┌─ RECORDS FOR THIS EXERCISE

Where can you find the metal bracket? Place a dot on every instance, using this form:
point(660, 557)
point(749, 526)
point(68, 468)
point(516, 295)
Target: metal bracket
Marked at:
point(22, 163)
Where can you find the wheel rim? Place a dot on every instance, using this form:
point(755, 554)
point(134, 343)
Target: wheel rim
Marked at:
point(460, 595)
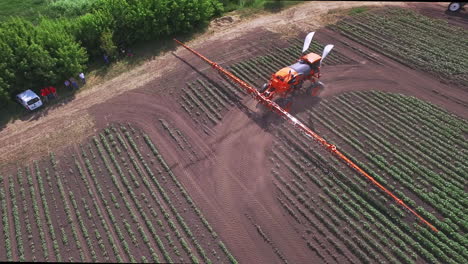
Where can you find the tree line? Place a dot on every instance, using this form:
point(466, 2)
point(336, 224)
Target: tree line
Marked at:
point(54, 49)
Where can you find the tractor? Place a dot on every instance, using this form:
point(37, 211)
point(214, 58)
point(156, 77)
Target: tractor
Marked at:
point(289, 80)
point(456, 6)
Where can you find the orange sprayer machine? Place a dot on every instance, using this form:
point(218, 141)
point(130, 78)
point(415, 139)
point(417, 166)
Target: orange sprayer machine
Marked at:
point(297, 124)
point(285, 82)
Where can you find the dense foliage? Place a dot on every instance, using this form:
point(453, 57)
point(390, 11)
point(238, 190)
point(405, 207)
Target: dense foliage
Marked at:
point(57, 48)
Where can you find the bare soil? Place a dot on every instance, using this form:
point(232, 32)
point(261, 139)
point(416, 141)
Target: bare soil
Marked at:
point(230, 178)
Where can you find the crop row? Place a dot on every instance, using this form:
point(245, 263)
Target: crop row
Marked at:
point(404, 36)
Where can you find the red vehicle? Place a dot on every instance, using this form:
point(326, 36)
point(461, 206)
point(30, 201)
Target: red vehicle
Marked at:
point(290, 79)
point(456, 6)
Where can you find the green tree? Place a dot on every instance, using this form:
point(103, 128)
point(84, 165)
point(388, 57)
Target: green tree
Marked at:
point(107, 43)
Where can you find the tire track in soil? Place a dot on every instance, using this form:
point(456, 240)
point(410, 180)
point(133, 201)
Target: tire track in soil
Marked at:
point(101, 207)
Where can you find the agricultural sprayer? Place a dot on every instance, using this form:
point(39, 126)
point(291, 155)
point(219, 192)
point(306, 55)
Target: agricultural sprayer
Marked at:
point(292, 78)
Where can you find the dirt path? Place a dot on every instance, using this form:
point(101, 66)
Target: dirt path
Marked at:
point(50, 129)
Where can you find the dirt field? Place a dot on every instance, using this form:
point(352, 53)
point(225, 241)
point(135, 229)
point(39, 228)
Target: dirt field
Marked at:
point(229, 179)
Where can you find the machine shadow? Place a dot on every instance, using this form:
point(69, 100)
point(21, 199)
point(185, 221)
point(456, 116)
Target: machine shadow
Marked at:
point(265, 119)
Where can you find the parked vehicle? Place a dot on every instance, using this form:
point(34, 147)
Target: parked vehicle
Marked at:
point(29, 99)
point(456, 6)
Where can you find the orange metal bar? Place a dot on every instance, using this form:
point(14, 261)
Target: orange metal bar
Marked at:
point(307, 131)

└─
┌─ RECORDS FOR THIS EXERCISE

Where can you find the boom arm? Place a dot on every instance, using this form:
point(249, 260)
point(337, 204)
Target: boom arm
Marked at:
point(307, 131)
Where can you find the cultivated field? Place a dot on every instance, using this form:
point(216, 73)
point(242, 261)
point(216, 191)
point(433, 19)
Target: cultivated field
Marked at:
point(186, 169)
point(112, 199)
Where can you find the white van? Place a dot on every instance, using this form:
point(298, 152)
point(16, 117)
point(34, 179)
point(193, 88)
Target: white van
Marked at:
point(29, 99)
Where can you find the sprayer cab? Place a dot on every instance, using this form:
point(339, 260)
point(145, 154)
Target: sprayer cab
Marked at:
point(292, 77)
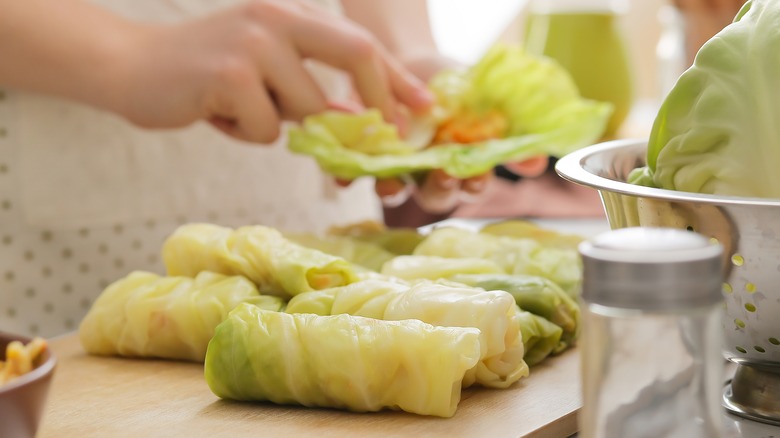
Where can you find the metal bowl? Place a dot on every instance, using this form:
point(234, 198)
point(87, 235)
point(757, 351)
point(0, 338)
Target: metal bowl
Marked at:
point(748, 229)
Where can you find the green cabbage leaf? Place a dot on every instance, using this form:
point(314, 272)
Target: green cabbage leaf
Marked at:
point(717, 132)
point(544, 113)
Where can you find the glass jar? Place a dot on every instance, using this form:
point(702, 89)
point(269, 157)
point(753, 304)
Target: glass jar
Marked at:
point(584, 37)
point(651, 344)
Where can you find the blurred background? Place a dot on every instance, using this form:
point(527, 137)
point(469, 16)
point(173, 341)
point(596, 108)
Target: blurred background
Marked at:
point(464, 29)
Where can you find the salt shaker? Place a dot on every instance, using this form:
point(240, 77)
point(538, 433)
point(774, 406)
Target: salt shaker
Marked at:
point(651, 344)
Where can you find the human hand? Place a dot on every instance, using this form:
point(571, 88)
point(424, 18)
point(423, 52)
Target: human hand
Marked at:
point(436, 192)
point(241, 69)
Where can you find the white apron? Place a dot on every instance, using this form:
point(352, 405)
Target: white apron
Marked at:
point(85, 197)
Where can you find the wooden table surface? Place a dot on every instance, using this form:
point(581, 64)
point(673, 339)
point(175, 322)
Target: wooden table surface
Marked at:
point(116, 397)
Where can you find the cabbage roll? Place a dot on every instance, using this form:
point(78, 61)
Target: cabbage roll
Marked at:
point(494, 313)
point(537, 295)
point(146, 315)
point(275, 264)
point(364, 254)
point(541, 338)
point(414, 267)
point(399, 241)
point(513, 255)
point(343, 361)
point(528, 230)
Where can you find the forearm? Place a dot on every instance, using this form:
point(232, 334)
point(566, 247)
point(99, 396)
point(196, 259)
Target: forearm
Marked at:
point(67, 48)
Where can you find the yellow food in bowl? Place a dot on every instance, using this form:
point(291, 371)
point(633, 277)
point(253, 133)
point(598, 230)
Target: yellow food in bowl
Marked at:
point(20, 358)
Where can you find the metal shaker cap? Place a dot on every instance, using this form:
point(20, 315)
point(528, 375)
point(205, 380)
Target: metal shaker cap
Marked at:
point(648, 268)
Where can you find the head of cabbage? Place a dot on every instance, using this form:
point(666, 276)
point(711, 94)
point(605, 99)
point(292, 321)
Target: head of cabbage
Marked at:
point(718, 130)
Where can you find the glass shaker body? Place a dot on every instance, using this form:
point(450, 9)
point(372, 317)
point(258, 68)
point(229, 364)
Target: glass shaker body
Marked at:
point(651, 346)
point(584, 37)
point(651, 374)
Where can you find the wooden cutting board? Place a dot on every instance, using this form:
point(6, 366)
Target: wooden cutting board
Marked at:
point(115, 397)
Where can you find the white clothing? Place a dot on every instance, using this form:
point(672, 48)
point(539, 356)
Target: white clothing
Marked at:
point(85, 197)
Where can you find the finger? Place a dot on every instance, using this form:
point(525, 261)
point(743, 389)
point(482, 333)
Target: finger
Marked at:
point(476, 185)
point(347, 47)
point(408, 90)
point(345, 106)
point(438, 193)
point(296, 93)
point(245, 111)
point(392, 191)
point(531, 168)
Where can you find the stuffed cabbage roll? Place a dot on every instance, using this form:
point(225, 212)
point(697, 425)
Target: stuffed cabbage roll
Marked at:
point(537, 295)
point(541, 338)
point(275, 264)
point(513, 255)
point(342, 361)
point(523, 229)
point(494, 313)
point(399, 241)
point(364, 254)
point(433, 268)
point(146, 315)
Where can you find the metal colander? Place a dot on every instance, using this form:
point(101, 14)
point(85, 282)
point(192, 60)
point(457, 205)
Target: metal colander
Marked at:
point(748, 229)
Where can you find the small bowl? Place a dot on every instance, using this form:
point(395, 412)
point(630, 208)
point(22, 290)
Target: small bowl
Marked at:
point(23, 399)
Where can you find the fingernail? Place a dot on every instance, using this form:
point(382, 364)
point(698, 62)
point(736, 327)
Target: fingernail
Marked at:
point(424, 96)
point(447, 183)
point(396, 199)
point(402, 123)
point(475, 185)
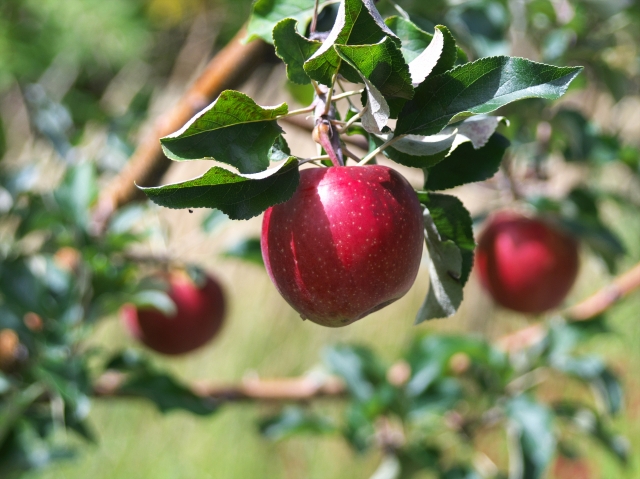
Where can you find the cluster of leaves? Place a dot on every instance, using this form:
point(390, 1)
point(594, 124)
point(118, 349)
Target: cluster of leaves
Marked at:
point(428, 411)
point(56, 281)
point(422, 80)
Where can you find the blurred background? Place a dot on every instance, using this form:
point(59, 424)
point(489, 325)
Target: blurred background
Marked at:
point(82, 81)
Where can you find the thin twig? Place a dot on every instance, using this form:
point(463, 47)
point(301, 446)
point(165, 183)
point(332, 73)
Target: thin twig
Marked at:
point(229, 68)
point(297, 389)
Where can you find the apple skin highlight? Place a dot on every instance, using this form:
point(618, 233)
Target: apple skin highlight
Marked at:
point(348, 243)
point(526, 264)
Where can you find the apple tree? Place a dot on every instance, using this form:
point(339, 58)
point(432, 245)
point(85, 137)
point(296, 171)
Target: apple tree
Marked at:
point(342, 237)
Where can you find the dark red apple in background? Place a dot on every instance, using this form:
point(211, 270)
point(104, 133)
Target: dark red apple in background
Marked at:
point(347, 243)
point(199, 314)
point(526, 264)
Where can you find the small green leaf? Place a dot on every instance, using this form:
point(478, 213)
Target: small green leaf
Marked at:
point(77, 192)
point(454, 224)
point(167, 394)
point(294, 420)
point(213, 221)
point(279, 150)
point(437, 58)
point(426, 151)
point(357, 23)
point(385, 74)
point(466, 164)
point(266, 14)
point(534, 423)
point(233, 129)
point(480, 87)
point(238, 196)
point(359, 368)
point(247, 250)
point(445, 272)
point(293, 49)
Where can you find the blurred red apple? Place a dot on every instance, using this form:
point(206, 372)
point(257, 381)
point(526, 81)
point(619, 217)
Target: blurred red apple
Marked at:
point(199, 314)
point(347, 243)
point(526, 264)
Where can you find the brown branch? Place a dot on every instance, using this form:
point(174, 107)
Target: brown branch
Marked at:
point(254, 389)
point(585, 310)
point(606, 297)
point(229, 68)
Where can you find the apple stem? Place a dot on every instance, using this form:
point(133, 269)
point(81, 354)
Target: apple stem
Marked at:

└─

EXERCISE DIRECTIONS
Pull out every line in the rows above that contains the string "white", and copy each one.

EXERCISE SOLUTION
Where can you find the white van? Place a dot on every instance, using this form:
Target: white van
Where can you find the white apron? Place a dot on every instance, using this form:
Target: white apron
Where can you find the white clothing? Place a dot on every instance, using this form:
Target: white clothing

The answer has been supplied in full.